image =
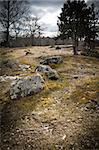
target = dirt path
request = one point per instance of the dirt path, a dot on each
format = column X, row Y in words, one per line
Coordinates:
column 65, row 116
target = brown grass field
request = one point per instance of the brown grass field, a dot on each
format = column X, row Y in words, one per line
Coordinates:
column 64, row 116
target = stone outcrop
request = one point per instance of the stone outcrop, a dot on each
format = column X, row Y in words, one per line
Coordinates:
column 52, row 60
column 51, row 73
column 26, row 86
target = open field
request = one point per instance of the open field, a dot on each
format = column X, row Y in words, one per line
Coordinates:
column 64, row 116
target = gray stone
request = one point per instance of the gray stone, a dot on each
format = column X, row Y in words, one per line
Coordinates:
column 24, row 67
column 51, row 73
column 26, row 86
column 52, row 60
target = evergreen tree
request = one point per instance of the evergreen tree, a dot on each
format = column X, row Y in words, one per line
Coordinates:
column 77, row 21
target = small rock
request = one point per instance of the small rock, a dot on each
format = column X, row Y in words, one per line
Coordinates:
column 26, row 86
column 52, row 60
column 51, row 73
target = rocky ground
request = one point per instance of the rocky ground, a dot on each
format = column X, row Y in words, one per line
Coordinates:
column 63, row 116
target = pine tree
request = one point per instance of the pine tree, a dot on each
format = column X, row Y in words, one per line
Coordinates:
column 77, row 21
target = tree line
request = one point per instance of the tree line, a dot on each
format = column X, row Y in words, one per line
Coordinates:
column 16, row 20
column 79, row 21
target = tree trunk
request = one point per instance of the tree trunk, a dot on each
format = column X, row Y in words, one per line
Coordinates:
column 8, row 20
column 75, row 46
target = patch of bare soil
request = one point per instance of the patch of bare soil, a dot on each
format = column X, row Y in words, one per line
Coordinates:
column 65, row 116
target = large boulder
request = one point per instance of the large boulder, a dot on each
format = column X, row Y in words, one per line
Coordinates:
column 26, row 86
column 52, row 60
column 24, row 67
column 51, row 73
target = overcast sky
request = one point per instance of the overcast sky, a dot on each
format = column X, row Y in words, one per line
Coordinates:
column 48, row 10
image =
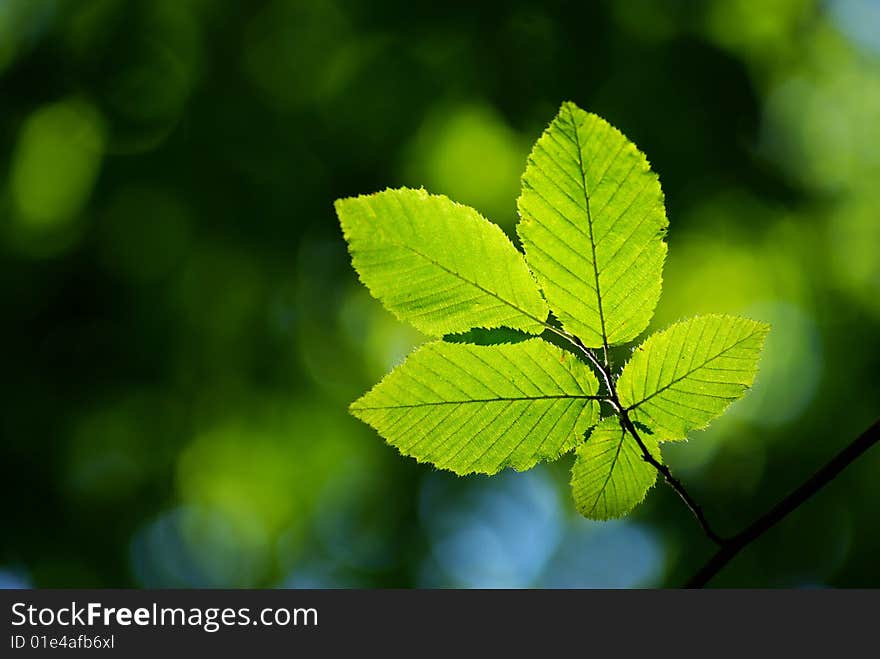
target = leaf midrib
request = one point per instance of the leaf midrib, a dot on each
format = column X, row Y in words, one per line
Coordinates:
column 610, row 472
column 584, row 187
column 482, row 400
column 693, row 370
column 468, row 281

---------------

**Task statement:** Print the whole listing again exactly, please. No pictures.

**Response:**
image =
target = dirt path
request = one point per instance of the dirt path, a dot on each
format = column X, row Y in words, one per line
Coordinates:
column 65, row 116
target = brown grass field
request = one point per instance of the brown grass field, a dot on each
format = column X, row Y in words, one per line
Coordinates:
column 64, row 116
target = stone outcrop
request = one point per instance of the stone outcrop, a dot on each
format = column X, row Y in words, one per line
Coordinates:
column 52, row 60
column 51, row 73
column 26, row 86
target = open field
request = one point per instance of the open field, a dot on each
format = column X, row Y in words, one per line
Coordinates:
column 64, row 116
target = gray stone
request = one point per instance of the gray stone, a dot on each
format = column X, row Y in words, one per line
Coordinates:
column 24, row 67
column 51, row 73
column 26, row 86
column 52, row 60
target = evergreen tree
request = one point per instance of the evergreen tree, a dot on each
format = column X, row Y in words, one per line
Coordinates:
column 77, row 21
target = small rock
request = one point per instance of the small rock, a dot on each
format = column X, row Y in words, one per line
Coordinates:
column 26, row 86
column 52, row 60
column 51, row 73
target = rocky ground
request = one point per instance of the rocky ground, a dot on each
format = column X, row Y in words, one per line
Coordinates:
column 63, row 116
target = pine tree
request = one point per instance of the pine tree, a dot on each
format = column X, row Y in words, one per line
Coordinates:
column 77, row 21
target = tree line
request = one point per instance of the tree line, a dot on each
format = column X, row Y in words, one per line
Coordinates:
column 16, row 20
column 79, row 21
target = tree trunk
request = one point per instance of the tree trunk, a dot on each
format = column X, row Y in words, one per line
Coordinates:
column 8, row 20
column 75, row 46
target = patch of bare soil
request = one point per instance of the patch of bare soil, a dot on each
format = column X, row Y in words, one per line
Coordinates:
column 65, row 116
target = large boulder
request = one point per instance of the large boulder, a dot on each
format = column X, row Y in words, one per line
Coordinates:
column 26, row 86
column 52, row 60
column 24, row 67
column 51, row 73
target = overcast sky
request = one point per instance of the overcast sky, a dot on each
format = column X, row Y in words, one per line
Coordinates:
column 48, row 10
image =
target = leaf midrib
request = one point per instance of the leaf midrib, a dot on each
format = column X, row Y in words, one per line
Coordinates:
column 610, row 472
column 584, row 187
column 482, row 400
column 693, row 370
column 468, row 281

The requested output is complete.